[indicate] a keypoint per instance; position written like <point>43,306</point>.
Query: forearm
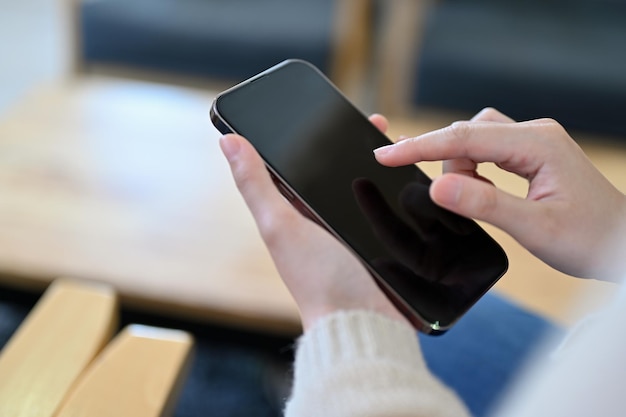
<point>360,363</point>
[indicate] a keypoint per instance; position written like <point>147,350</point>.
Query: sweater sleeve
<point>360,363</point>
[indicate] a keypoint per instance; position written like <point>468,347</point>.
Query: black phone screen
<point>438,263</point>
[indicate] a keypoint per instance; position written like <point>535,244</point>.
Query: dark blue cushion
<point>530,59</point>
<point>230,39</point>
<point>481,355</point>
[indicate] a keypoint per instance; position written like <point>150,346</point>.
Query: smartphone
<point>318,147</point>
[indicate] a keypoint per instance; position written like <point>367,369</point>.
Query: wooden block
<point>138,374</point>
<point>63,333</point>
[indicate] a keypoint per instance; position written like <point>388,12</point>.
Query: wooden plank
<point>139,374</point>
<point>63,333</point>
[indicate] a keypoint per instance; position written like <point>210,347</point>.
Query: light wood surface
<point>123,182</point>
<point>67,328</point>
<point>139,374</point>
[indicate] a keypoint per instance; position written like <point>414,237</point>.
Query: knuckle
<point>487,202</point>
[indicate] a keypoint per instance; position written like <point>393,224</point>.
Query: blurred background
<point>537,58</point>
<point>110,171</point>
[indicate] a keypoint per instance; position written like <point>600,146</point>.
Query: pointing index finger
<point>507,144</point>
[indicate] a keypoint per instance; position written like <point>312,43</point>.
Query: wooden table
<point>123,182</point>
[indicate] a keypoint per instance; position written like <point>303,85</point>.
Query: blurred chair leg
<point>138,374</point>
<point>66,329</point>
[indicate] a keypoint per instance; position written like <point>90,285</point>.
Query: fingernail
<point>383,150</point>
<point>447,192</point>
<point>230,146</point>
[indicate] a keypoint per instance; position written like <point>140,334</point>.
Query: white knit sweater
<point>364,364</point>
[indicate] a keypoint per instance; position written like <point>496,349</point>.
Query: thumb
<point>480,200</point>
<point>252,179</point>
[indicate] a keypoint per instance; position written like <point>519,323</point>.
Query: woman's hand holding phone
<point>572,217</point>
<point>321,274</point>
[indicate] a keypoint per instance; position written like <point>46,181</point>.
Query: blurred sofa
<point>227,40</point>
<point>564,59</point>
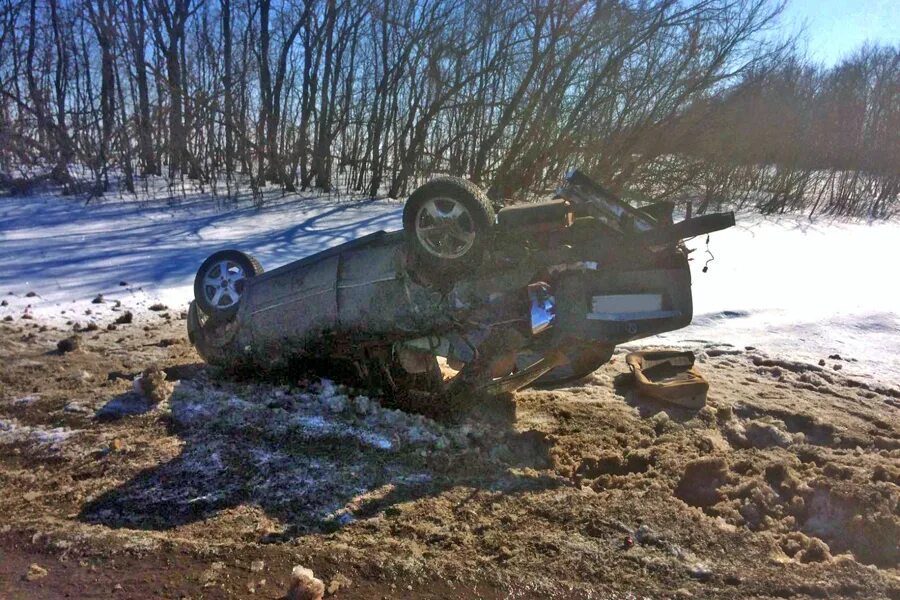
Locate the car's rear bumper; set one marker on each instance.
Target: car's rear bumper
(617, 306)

◇ ◇ ◇ ◇ ◇

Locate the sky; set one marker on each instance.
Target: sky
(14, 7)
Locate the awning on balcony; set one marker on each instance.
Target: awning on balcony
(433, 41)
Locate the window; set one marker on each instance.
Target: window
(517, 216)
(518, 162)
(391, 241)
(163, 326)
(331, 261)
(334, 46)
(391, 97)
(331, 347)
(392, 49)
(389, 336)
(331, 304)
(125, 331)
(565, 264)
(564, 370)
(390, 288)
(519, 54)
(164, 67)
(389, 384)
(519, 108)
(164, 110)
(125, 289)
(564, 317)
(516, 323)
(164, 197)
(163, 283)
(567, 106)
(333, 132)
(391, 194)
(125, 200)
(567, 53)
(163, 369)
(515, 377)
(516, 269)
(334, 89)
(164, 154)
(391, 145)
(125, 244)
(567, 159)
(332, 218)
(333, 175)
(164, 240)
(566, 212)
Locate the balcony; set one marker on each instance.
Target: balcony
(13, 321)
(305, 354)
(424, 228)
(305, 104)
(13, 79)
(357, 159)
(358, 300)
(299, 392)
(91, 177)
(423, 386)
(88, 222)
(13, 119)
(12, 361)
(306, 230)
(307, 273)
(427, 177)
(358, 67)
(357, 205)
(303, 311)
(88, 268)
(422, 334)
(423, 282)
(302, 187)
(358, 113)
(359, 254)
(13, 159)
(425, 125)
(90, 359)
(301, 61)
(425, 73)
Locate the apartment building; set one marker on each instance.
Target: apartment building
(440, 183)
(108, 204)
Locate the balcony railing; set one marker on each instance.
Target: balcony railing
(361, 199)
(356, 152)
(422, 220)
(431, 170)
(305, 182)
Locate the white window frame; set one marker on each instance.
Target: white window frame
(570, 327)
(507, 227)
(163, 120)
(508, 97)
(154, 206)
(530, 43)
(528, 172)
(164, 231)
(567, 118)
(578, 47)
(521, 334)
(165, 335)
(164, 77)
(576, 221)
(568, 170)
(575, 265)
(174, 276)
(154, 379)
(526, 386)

◇ ◇ ◇ ◇ ◇

◆ The task:
All lines in the listing above between the line with "written like <point>303,85</point>." and the line with "written like <point>140,334</point>.", inclusive, should be set down exactly, and no line outside that range.

◆ Completed exercise:
[indicate] a keypoint per instance; position written like <point>303,85</point>.
Query: blurred chair leg
<point>138,374</point>
<point>66,329</point>
[indicate] a keypoint per instance; position written like <point>90,285</point>.
Query: fingernail
<point>383,150</point>
<point>447,192</point>
<point>230,146</point>
[indicate] a keypoint per instance; position written like <point>140,334</point>.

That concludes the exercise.